Keyboard shortcuts

Press or to navigate between chapters

Press S or / to search in the book

Press ? to show this help

Press Esc to hide this help

Memory Topology

Design Principle

Vendor-neutral abstraction over CPU-memory-GPU memory topology. The scheduler reasons about “memory domains” and “interconnect bandwidth,” not vendor-specific terms like NUMA node IDs or NVLink-C2C. Node agents discover and report memory topology; the scheduler uses it for placement decisions and memory policy configuration.

This complements gpu-topology.md, which models GPU interconnects. Memory topology models the CPU-memory-GPU memory hierarchy: NUMA domains, unified memory architectures, and CXL-attached memory tiers.

* Raw data:
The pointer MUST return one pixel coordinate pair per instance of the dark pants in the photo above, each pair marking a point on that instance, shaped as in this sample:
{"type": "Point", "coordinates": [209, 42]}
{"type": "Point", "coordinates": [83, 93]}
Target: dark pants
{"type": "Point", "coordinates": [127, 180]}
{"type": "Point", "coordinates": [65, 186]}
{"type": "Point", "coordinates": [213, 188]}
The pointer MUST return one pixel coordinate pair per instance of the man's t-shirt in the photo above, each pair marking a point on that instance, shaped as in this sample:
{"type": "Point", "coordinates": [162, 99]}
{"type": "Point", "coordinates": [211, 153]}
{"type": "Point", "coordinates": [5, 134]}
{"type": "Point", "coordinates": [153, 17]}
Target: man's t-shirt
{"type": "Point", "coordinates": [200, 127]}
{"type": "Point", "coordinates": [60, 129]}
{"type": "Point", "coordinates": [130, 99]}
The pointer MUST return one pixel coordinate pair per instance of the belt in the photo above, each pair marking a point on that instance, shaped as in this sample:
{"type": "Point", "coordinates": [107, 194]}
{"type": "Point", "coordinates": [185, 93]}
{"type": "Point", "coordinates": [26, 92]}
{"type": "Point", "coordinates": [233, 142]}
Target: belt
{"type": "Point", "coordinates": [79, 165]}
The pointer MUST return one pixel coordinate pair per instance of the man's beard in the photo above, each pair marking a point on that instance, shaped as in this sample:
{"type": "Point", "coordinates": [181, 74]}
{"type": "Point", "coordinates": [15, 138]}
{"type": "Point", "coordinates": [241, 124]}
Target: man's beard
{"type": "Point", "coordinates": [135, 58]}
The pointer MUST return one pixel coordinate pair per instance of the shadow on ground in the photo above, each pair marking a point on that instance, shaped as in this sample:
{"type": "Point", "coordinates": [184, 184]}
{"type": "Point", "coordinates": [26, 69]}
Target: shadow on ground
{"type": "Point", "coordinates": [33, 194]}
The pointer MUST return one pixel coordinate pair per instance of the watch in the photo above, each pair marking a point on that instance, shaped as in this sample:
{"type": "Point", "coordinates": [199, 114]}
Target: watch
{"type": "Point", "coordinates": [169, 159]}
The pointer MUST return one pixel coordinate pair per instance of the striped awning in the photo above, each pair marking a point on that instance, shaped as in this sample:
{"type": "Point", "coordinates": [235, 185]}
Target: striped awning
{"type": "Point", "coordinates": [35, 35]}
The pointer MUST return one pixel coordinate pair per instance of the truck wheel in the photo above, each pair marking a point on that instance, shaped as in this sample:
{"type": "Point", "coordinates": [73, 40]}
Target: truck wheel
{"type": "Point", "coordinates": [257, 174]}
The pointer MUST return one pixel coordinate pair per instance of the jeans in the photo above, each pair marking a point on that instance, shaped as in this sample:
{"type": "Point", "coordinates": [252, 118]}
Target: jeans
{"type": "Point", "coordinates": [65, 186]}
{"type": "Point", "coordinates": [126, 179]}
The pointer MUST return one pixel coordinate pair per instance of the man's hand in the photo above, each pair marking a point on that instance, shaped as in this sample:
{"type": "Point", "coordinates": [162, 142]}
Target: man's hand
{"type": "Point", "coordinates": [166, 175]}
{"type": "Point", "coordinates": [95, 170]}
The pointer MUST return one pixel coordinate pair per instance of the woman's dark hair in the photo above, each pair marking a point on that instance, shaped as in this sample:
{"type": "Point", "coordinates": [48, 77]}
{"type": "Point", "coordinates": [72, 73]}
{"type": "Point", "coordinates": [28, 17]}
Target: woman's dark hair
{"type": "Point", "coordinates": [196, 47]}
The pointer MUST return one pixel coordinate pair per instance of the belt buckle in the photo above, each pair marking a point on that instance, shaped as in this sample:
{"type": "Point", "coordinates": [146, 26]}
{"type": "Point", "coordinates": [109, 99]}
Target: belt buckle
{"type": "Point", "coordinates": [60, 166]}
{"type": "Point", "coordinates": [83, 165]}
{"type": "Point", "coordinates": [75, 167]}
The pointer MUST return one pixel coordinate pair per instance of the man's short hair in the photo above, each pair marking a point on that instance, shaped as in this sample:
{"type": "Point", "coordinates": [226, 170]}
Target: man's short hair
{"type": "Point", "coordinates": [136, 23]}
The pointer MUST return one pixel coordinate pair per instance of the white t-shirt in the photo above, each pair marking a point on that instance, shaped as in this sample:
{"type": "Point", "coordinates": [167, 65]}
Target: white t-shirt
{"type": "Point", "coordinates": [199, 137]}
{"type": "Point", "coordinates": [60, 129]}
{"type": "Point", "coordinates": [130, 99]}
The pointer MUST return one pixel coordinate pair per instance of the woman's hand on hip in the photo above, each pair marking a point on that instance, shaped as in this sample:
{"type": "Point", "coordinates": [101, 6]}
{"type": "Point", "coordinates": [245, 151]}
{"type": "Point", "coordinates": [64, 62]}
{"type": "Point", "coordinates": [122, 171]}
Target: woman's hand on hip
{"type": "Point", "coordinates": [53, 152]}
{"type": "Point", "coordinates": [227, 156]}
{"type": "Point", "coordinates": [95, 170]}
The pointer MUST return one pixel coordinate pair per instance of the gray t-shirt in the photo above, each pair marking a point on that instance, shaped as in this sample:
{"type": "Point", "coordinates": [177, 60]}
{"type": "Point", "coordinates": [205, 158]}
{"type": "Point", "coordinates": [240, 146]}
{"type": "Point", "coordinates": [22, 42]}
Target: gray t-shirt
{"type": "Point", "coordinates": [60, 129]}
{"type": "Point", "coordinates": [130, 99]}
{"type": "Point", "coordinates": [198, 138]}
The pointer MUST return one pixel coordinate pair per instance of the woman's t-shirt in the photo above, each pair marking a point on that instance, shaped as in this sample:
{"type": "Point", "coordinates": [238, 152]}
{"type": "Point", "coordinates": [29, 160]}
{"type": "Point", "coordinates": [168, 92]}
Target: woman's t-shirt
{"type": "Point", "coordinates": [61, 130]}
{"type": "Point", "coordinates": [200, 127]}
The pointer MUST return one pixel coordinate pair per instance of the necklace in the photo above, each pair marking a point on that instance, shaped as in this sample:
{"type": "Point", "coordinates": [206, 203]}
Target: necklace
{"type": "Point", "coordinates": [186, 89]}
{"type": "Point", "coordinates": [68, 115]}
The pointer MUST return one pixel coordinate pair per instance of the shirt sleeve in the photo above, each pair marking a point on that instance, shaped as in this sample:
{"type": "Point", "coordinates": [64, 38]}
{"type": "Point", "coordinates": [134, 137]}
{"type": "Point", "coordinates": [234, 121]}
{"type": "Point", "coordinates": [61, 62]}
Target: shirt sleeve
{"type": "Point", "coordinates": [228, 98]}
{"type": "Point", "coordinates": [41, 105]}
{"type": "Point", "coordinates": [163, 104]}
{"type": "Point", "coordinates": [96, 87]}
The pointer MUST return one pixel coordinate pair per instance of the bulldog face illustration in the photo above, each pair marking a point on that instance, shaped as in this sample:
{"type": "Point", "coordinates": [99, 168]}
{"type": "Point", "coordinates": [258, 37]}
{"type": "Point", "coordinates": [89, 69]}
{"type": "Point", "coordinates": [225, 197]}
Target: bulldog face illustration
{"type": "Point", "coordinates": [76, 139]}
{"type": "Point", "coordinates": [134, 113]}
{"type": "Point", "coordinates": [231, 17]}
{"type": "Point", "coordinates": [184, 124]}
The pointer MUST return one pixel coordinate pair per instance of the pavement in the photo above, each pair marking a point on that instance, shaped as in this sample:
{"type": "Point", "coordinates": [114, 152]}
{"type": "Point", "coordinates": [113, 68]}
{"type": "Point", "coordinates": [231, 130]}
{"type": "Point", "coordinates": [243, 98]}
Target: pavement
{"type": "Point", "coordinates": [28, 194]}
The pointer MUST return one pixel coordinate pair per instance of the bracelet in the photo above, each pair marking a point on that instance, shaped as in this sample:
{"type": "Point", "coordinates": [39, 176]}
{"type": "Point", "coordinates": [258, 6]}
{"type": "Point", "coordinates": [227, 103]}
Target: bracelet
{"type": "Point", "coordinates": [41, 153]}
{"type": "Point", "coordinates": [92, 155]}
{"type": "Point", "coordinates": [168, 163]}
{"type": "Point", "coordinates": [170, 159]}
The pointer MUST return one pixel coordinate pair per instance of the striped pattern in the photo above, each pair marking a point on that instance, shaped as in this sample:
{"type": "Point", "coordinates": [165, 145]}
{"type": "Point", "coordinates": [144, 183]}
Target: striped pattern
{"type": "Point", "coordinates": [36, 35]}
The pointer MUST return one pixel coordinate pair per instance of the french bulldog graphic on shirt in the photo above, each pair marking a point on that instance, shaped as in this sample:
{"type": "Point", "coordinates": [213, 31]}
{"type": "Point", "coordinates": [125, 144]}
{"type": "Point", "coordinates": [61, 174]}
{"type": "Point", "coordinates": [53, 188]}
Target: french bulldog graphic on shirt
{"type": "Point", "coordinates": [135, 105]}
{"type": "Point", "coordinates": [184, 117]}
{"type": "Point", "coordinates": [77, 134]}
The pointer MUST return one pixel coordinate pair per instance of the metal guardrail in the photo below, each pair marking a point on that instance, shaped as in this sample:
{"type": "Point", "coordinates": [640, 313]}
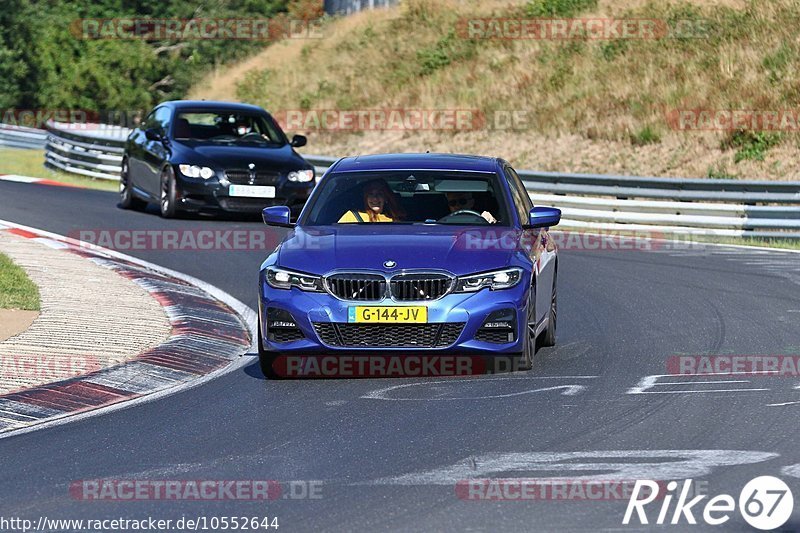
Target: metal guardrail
{"type": "Point", "coordinates": [92, 150]}
{"type": "Point", "coordinates": [724, 208]}
{"type": "Point", "coordinates": [19, 137]}
{"type": "Point", "coordinates": [705, 207]}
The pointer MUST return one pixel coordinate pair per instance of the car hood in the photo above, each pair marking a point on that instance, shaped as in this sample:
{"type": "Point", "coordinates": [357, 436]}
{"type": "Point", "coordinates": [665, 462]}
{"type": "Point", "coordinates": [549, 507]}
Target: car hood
{"type": "Point", "coordinates": [460, 250]}
{"type": "Point", "coordinates": [282, 158]}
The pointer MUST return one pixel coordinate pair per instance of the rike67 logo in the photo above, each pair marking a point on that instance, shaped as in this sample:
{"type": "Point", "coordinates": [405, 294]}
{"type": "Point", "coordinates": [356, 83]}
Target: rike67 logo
{"type": "Point", "coordinates": [765, 503]}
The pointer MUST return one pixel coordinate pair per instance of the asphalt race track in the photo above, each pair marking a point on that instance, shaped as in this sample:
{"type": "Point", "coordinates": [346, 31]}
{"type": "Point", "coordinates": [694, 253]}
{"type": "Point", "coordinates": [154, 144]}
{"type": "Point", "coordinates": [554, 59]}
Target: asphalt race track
{"type": "Point", "coordinates": [391, 459]}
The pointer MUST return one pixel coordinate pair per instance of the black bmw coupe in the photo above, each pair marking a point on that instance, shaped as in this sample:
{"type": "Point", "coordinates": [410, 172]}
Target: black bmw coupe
{"type": "Point", "coordinates": [192, 156]}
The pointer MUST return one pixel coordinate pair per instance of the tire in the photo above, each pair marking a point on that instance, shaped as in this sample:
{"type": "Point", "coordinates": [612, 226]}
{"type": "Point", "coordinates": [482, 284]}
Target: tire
{"type": "Point", "coordinates": [549, 336]}
{"type": "Point", "coordinates": [266, 359]}
{"type": "Point", "coordinates": [168, 199]}
{"type": "Point", "coordinates": [127, 200]}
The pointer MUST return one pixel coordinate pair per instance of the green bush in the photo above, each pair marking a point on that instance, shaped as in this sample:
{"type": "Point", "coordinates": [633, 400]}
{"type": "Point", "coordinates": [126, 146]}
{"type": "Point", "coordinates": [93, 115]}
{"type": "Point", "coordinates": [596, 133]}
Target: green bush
{"type": "Point", "coordinates": [558, 8]}
{"type": "Point", "coordinates": [751, 145]}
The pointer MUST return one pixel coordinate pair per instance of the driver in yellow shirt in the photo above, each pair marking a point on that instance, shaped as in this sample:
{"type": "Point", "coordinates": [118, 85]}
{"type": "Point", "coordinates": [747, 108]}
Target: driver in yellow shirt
{"type": "Point", "coordinates": [380, 205]}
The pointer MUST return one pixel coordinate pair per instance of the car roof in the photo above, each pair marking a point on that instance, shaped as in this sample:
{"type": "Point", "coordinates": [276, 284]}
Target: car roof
{"type": "Point", "coordinates": [211, 105]}
{"type": "Point", "coordinates": [425, 161]}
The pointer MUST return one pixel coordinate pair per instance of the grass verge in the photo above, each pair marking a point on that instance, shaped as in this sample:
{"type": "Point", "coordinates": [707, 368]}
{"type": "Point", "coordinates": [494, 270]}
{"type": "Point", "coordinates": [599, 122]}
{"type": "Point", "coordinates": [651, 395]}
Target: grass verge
{"type": "Point", "coordinates": [17, 291]}
{"type": "Point", "coordinates": [30, 163]}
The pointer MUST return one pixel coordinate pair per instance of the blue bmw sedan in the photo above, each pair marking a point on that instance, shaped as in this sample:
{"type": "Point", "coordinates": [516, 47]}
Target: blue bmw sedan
{"type": "Point", "coordinates": [402, 254]}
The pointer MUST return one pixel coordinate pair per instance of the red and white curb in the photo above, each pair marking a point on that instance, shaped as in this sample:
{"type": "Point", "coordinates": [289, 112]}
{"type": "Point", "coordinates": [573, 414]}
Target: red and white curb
{"type": "Point", "coordinates": [40, 181]}
{"type": "Point", "coordinates": [210, 331]}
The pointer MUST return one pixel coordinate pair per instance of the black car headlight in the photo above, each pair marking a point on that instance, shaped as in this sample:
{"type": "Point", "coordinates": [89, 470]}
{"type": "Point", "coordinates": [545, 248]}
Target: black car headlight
{"type": "Point", "coordinates": [194, 171]}
{"type": "Point", "coordinates": [279, 278]}
{"type": "Point", "coordinates": [495, 280]}
{"type": "Point", "coordinates": [302, 176]}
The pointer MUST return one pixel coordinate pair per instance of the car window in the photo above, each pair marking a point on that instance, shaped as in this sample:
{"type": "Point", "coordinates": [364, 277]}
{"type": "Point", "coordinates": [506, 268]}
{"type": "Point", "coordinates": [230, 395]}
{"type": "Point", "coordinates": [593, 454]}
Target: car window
{"type": "Point", "coordinates": [411, 197]}
{"type": "Point", "coordinates": [227, 127]}
{"type": "Point", "coordinates": [518, 194]}
{"type": "Point", "coordinates": [150, 121]}
{"type": "Point", "coordinates": [161, 119]}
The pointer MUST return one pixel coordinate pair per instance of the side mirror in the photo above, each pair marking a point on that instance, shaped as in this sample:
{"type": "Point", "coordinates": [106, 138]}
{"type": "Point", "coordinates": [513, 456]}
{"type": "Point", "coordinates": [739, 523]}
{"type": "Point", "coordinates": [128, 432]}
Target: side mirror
{"type": "Point", "coordinates": [277, 215]}
{"type": "Point", "coordinates": [152, 134]}
{"type": "Point", "coordinates": [544, 217]}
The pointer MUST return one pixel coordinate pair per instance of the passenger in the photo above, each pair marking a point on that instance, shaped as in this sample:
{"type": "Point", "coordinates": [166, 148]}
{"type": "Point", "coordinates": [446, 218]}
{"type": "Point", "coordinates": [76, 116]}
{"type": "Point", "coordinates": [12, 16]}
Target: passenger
{"type": "Point", "coordinates": [460, 201]}
{"type": "Point", "coordinates": [380, 205]}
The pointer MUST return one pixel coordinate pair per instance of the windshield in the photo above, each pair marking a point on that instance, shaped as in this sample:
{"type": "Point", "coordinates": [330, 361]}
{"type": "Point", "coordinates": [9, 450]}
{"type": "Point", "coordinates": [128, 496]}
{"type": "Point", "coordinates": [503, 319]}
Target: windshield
{"type": "Point", "coordinates": [227, 127]}
{"type": "Point", "coordinates": [409, 197]}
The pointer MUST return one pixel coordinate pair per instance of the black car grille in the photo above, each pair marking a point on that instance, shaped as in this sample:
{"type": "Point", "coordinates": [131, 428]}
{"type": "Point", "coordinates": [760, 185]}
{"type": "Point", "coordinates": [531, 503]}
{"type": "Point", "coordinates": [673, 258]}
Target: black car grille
{"type": "Point", "coordinates": [285, 334]}
{"type": "Point", "coordinates": [415, 287]}
{"type": "Point", "coordinates": [261, 177]}
{"type": "Point", "coordinates": [364, 287]}
{"type": "Point", "coordinates": [404, 287]}
{"type": "Point", "coordinates": [389, 335]}
{"type": "Point", "coordinates": [246, 204]}
{"type": "Point", "coordinates": [494, 336]}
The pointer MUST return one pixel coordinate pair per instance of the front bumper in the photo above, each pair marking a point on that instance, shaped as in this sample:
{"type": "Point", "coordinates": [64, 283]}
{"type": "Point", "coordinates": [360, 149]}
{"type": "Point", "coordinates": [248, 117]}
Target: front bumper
{"type": "Point", "coordinates": [453, 322]}
{"type": "Point", "coordinates": [197, 195]}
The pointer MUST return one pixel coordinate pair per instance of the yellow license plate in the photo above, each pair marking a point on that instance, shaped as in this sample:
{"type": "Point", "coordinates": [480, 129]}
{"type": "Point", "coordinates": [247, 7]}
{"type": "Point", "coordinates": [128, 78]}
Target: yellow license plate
{"type": "Point", "coordinates": [388, 314]}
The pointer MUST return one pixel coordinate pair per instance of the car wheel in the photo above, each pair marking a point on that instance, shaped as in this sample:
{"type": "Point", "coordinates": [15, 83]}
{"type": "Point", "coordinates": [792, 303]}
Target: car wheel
{"type": "Point", "coordinates": [266, 359]}
{"type": "Point", "coordinates": [127, 200]}
{"type": "Point", "coordinates": [549, 337]}
{"type": "Point", "coordinates": [168, 201]}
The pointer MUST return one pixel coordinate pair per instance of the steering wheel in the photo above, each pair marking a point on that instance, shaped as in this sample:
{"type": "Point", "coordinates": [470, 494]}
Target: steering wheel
{"type": "Point", "coordinates": [470, 212]}
{"type": "Point", "coordinates": [251, 135]}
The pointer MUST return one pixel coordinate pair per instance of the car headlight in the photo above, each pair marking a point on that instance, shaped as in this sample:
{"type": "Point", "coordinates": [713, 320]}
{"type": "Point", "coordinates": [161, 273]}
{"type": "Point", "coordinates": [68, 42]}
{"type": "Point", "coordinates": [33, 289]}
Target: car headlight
{"type": "Point", "coordinates": [193, 171]}
{"type": "Point", "coordinates": [302, 176]}
{"type": "Point", "coordinates": [279, 278]}
{"type": "Point", "coordinates": [495, 280]}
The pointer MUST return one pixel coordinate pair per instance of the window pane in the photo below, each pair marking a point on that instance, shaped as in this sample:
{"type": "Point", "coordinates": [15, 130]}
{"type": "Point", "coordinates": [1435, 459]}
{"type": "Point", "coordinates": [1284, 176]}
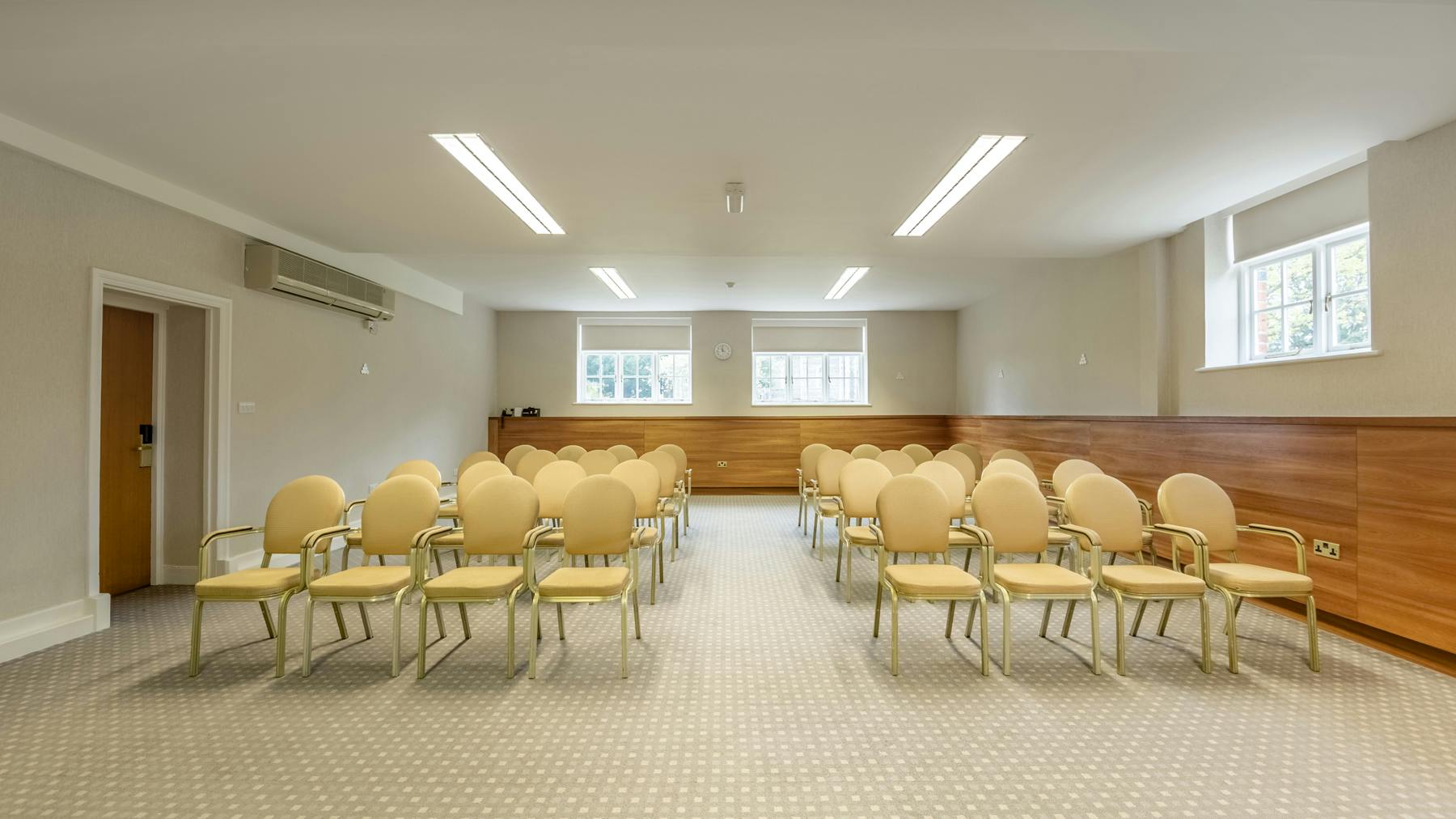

* The problem: Transcribe the memory topology page in full, word for word. The rows have no connection to the memory topology page.

* Completed exercise:
Keyboard shortcuts

Press or to navigate between chapters

Press S or / to search in the book

Press ? to show this help

Press Esc to hide this help

Memory Topology

Design Principle

Vendor-neutral abstraction over CPU-memory-GPU memory topology. The scheduler reasons about “memory domains” and “interconnect bandwidth,” not vendor-specific terms like NUMA node IDs or NVLink-C2C. Node agents discover and report memory topology; the scheduler uses it for placement decisions and memory policy configuration.

This complements gpu-topology.md, which models GPU interconnects. Memory topology models the CPU-memory-GPU memory hierarchy: NUMA domains, unified memory architectures, and CXL-attached memory tiers.